(Exercise inputs Opens)

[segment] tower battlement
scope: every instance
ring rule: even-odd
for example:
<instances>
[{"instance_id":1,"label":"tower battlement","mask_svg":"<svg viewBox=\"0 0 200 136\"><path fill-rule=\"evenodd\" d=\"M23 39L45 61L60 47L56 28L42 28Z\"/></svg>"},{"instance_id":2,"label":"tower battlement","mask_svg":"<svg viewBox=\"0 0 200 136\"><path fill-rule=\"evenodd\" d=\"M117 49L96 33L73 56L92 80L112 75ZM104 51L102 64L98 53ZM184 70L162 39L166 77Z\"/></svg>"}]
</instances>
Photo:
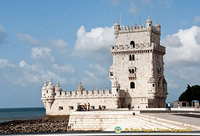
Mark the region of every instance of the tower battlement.
<instances>
[{"instance_id":1,"label":"tower battlement","mask_svg":"<svg viewBox=\"0 0 200 136\"><path fill-rule=\"evenodd\" d=\"M114 24L114 34L115 34L115 38L117 38L117 36L120 33L138 33L138 32L147 32L147 31L152 31L156 34L161 34L161 26L160 24L157 22L157 24L155 26L152 25L152 21L151 19L148 17L147 21L146 21L146 26L143 25L133 25L133 26L120 26L120 24L118 23L118 21L116 21L116 23Z\"/></svg>"}]
</instances>

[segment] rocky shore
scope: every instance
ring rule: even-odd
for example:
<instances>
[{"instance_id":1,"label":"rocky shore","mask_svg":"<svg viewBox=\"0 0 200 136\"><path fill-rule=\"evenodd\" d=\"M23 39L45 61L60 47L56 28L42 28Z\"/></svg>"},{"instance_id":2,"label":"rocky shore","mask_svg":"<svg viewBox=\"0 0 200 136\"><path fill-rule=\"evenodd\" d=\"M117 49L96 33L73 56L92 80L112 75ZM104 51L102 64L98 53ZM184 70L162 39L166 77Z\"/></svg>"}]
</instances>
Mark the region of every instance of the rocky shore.
<instances>
[{"instance_id":1,"label":"rocky shore","mask_svg":"<svg viewBox=\"0 0 200 136\"><path fill-rule=\"evenodd\" d=\"M0 123L0 134L66 132L68 116L45 116L37 120L14 120Z\"/></svg>"}]
</instances>

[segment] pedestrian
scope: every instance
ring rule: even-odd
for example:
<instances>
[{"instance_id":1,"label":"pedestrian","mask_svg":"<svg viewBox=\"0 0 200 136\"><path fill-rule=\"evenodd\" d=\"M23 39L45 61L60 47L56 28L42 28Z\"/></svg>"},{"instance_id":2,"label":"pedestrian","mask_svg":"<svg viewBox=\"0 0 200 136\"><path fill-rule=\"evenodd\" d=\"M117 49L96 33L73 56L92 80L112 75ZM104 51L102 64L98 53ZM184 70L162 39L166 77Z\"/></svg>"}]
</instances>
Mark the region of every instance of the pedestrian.
<instances>
[{"instance_id":1,"label":"pedestrian","mask_svg":"<svg viewBox=\"0 0 200 136\"><path fill-rule=\"evenodd\" d=\"M101 105L99 105L99 110L101 110Z\"/></svg>"},{"instance_id":2,"label":"pedestrian","mask_svg":"<svg viewBox=\"0 0 200 136\"><path fill-rule=\"evenodd\" d=\"M178 108L180 108L180 104L178 103Z\"/></svg>"},{"instance_id":3,"label":"pedestrian","mask_svg":"<svg viewBox=\"0 0 200 136\"><path fill-rule=\"evenodd\" d=\"M87 104L86 103L84 104L84 109L85 109L85 111L87 110Z\"/></svg>"},{"instance_id":4,"label":"pedestrian","mask_svg":"<svg viewBox=\"0 0 200 136\"><path fill-rule=\"evenodd\" d=\"M90 110L90 103L88 102L88 111Z\"/></svg>"},{"instance_id":5,"label":"pedestrian","mask_svg":"<svg viewBox=\"0 0 200 136\"><path fill-rule=\"evenodd\" d=\"M131 104L130 103L128 104L128 109L131 110Z\"/></svg>"},{"instance_id":6,"label":"pedestrian","mask_svg":"<svg viewBox=\"0 0 200 136\"><path fill-rule=\"evenodd\" d=\"M170 111L171 110L171 105L170 105L169 102L168 102L167 106L168 106L168 111Z\"/></svg>"}]
</instances>

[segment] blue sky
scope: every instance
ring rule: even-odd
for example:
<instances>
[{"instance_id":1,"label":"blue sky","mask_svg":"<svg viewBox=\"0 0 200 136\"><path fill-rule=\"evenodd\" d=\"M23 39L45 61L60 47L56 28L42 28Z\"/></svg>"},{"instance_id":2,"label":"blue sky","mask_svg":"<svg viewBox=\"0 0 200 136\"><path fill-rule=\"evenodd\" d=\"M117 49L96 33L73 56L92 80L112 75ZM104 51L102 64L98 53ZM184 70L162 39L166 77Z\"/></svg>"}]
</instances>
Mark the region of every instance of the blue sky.
<instances>
[{"instance_id":1,"label":"blue sky","mask_svg":"<svg viewBox=\"0 0 200 136\"><path fill-rule=\"evenodd\" d=\"M167 101L177 100L200 83L199 7L199 0L1 0L0 108L43 106L49 79L65 91L80 81L110 88L113 24L145 24L148 16L162 27Z\"/></svg>"}]
</instances>

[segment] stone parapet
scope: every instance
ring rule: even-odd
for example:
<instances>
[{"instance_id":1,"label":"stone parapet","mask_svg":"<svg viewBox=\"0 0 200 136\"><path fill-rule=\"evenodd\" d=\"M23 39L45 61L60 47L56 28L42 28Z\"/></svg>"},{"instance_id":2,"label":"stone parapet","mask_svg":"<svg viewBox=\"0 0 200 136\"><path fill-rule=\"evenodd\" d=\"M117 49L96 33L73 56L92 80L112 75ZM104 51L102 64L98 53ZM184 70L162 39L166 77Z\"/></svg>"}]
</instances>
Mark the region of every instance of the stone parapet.
<instances>
[{"instance_id":1,"label":"stone parapet","mask_svg":"<svg viewBox=\"0 0 200 136\"><path fill-rule=\"evenodd\" d=\"M161 45L157 45L155 43L140 43L135 44L135 48L133 46L130 46L128 44L126 45L114 45L111 46L110 52L111 53L117 53L117 52L139 52L139 51L145 51L145 50L155 50L162 53L165 53L165 47Z\"/></svg>"}]
</instances>

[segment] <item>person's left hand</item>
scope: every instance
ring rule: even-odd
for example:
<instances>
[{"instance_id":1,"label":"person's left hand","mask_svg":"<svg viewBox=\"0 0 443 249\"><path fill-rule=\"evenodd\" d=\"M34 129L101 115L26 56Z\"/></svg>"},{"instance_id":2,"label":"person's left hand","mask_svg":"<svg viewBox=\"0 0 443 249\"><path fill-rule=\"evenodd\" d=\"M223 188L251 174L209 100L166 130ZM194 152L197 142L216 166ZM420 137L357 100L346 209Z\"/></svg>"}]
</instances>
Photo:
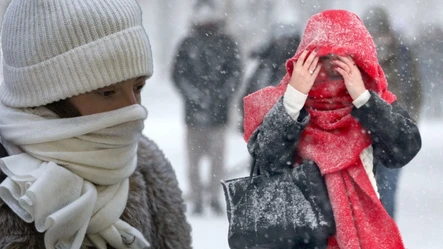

(Exercise inputs Closes)

What is expected:
When repeating the entries, leave out every picture and keep the rest exact.

Response for this exercise:
[segment] tower battlement
scope: every instance
ring rule: even-odd
for example:
<instances>
[{"instance_id":1,"label":"tower battlement","mask_svg":"<svg viewBox=\"0 0 200 136\"><path fill-rule=\"evenodd\" d=\"M23 39L45 61L60 47L56 28L42 28Z\"/></svg>"},{"instance_id":2,"label":"tower battlement","mask_svg":"<svg viewBox=\"0 0 200 136\"><path fill-rule=\"evenodd\" d=\"M117 49L96 33L73 56L92 80L112 75ZM104 51L102 64L98 53ZM184 70L162 39L166 77Z\"/></svg>"}]
</instances>
Photo:
Mark the region of every instance of the tower battlement.
<instances>
[{"instance_id":1,"label":"tower battlement","mask_svg":"<svg viewBox=\"0 0 200 136\"><path fill-rule=\"evenodd\" d=\"M114 24L114 34L115 34L115 38L117 38L117 36L120 33L138 33L138 32L147 32L147 31L152 31L156 34L161 34L161 26L160 24L157 22L157 24L155 26L152 25L152 21L151 19L148 17L147 21L146 21L146 26L143 25L133 25L133 26L120 26L120 24L118 23L118 21L116 21L116 23Z\"/></svg>"}]
</instances>

[segment] rocky shore
scope: every instance
ring rule: even-odd
for example:
<instances>
[{"instance_id":1,"label":"rocky shore","mask_svg":"<svg viewBox=\"0 0 200 136\"><path fill-rule=\"evenodd\" d=\"M23 39L45 61L60 47L56 28L42 28Z\"/></svg>"},{"instance_id":2,"label":"rocky shore","mask_svg":"<svg viewBox=\"0 0 200 136\"><path fill-rule=\"evenodd\" d=\"M117 49L96 33L73 56L92 80L112 75ZM104 51L102 64L98 53ZM184 70L162 39L166 77Z\"/></svg>"}]
</instances>
Mark the region of every instance of the rocky shore.
<instances>
[{"instance_id":1,"label":"rocky shore","mask_svg":"<svg viewBox=\"0 0 200 136\"><path fill-rule=\"evenodd\" d=\"M0 123L0 134L66 132L68 116L45 116L37 120L14 120Z\"/></svg>"}]
</instances>

[segment] pedestrian
scope: every instance
ring rule: even-odd
for example:
<instances>
[{"instance_id":1,"label":"pedestrian","mask_svg":"<svg viewBox=\"0 0 200 136\"><path fill-rule=\"evenodd\" d=\"M23 39L45 61L60 47L56 28L42 28Z\"/></svg>"},{"instance_id":2,"label":"pedestrian","mask_svg":"<svg viewBox=\"0 0 200 136\"><path fill-rule=\"evenodd\" d=\"M117 49L96 33L73 56L92 80L112 75ZM104 51L102 64L98 53ZM184 70L162 39L166 77Z\"/></svg>"}]
</instances>
Mark the region of every instance of the pedestrian.
<instances>
[{"instance_id":1,"label":"pedestrian","mask_svg":"<svg viewBox=\"0 0 200 136\"><path fill-rule=\"evenodd\" d=\"M101 105L99 105L99 110L101 110Z\"/></svg>"},{"instance_id":2,"label":"pedestrian","mask_svg":"<svg viewBox=\"0 0 200 136\"><path fill-rule=\"evenodd\" d=\"M178 108L180 108L180 104L178 103Z\"/></svg>"},{"instance_id":3,"label":"pedestrian","mask_svg":"<svg viewBox=\"0 0 200 136\"><path fill-rule=\"evenodd\" d=\"M87 104L86 103L84 104L84 109L85 109L85 111L87 110Z\"/></svg>"},{"instance_id":4,"label":"pedestrian","mask_svg":"<svg viewBox=\"0 0 200 136\"><path fill-rule=\"evenodd\" d=\"M90 110L90 103L88 102L88 111Z\"/></svg>"},{"instance_id":5,"label":"pedestrian","mask_svg":"<svg viewBox=\"0 0 200 136\"><path fill-rule=\"evenodd\" d=\"M131 104L130 103L128 104L128 109L131 110Z\"/></svg>"},{"instance_id":6,"label":"pedestrian","mask_svg":"<svg viewBox=\"0 0 200 136\"><path fill-rule=\"evenodd\" d=\"M170 111L171 110L171 105L170 105L169 102L168 102L167 106L168 106L168 111Z\"/></svg>"}]
</instances>

[segment] blue sky
scope: every instance
ring rule: even-odd
for example:
<instances>
[{"instance_id":1,"label":"blue sky","mask_svg":"<svg viewBox=\"0 0 200 136\"><path fill-rule=\"evenodd\" d=\"M23 39L45 61L60 47L56 28L42 28Z\"/></svg>"},{"instance_id":2,"label":"blue sky","mask_svg":"<svg viewBox=\"0 0 200 136\"><path fill-rule=\"evenodd\" d=\"M117 49L96 33L73 56L92 80L112 75ZM104 51L102 64L98 53ZM184 70L162 39L166 77Z\"/></svg>"}]
</instances>
Mark the region of every instance of the blue sky.
<instances>
[{"instance_id":1,"label":"blue sky","mask_svg":"<svg viewBox=\"0 0 200 136\"><path fill-rule=\"evenodd\" d=\"M167 101L177 100L200 83L199 7L199 0L1 0L0 108L43 106L49 79L65 91L80 81L110 88L113 24L145 24L148 16L162 27Z\"/></svg>"}]
</instances>

[segment] stone parapet
scope: every instance
ring rule: even-odd
for example:
<instances>
[{"instance_id":1,"label":"stone parapet","mask_svg":"<svg viewBox=\"0 0 200 136\"><path fill-rule=\"evenodd\" d=\"M23 39L45 61L60 47L56 28L42 28Z\"/></svg>"},{"instance_id":2,"label":"stone parapet","mask_svg":"<svg viewBox=\"0 0 200 136\"><path fill-rule=\"evenodd\" d=\"M117 49L96 33L73 56L92 80L112 75ZM104 51L102 64L98 53ZM184 70L162 39L166 77Z\"/></svg>"}]
</instances>
Mark the region of every instance of the stone parapet.
<instances>
[{"instance_id":1,"label":"stone parapet","mask_svg":"<svg viewBox=\"0 0 200 136\"><path fill-rule=\"evenodd\" d=\"M161 45L157 45L155 43L140 43L135 44L135 48L133 46L130 46L128 44L126 45L114 45L111 46L110 52L111 53L117 53L117 52L139 52L139 51L145 51L145 50L155 50L162 53L165 53L165 47Z\"/></svg>"}]
</instances>

[segment] <item>person's left hand</item>
scope: every instance
ring rule: even-odd
for example:
<instances>
[{"instance_id":1,"label":"person's left hand","mask_svg":"<svg viewBox=\"0 0 443 249\"><path fill-rule=\"evenodd\" d=\"M34 129L101 115L26 56Z\"/></svg>"},{"instance_id":2,"label":"person's left hand","mask_svg":"<svg viewBox=\"0 0 443 249\"><path fill-rule=\"evenodd\" d=\"M223 188L251 174L209 100L166 130ZM194 152L197 142L216 166ZM420 137L357 100L346 209Z\"/></svg>"}]
</instances>
Photo:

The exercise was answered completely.